- Opening Delimiter -
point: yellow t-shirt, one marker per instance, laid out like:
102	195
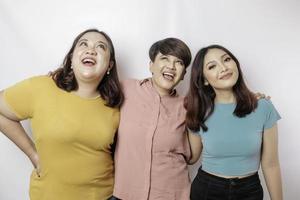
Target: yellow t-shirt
73	138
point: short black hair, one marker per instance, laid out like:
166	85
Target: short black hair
171	46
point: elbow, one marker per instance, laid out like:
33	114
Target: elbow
193	160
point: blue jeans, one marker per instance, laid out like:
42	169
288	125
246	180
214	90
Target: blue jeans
209	187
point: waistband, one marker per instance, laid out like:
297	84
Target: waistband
228	180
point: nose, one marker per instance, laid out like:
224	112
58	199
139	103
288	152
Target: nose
223	67
91	51
171	65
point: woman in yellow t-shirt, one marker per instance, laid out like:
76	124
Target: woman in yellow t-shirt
74	114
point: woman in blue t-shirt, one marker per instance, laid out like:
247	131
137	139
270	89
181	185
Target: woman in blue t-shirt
235	132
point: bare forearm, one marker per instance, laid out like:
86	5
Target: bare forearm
16	133
273	181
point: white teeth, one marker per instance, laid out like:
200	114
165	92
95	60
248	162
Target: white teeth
88	60
169	74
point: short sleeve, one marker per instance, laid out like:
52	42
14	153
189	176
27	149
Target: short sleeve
272	116
19	99
200	132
- Closing Delimiter -
Description of the task:
Word for word, set down every line of the records above, and leave the pictures out.

Solution below:
point: yellow t-shirt, one marker per instance, laid out like:
102	195
Target: yellow t-shirt
73	138
point: short black hair, one marker per instance, laid out like:
166	85
Target: short black hair
171	46
point: elbow, one marker per instance, laid out like:
33	114
Target: elbow
193	160
point: blue jeans, one marker per instance, laid out like:
42	169
288	125
246	180
214	90
Target: blue jeans
209	187
point: waistband, one marker per instance, laid out like:
297	84
Target: waistband
228	180
point: nose, one marker per instance, laid out like:
224	112
58	199
139	103
288	152
Target: nose
223	67
91	51
171	65
point: woman in yellow t-shirt, one marker per instance, laid out like:
76	124
Target: woman in yellow t-shirt
74	114
point: woman in blue t-shirt, one marker per instance, laid out like:
247	131
137	139
270	89
181	185
Target: woman in blue t-shirt
235	132
point: bare forearm, one marker per instance, laid out like:
86	5
Target: bare forearm
16	133
273	181
point: white teeth, one marker per instance, laid out like:
200	114
165	92
95	60
248	162
Target: white teeth
88	60
169	74
point: short sleeve, one marker per instance, laid out like:
52	42
14	153
189	176
27	149
Target: short sleeve
272	116
19	99
200	132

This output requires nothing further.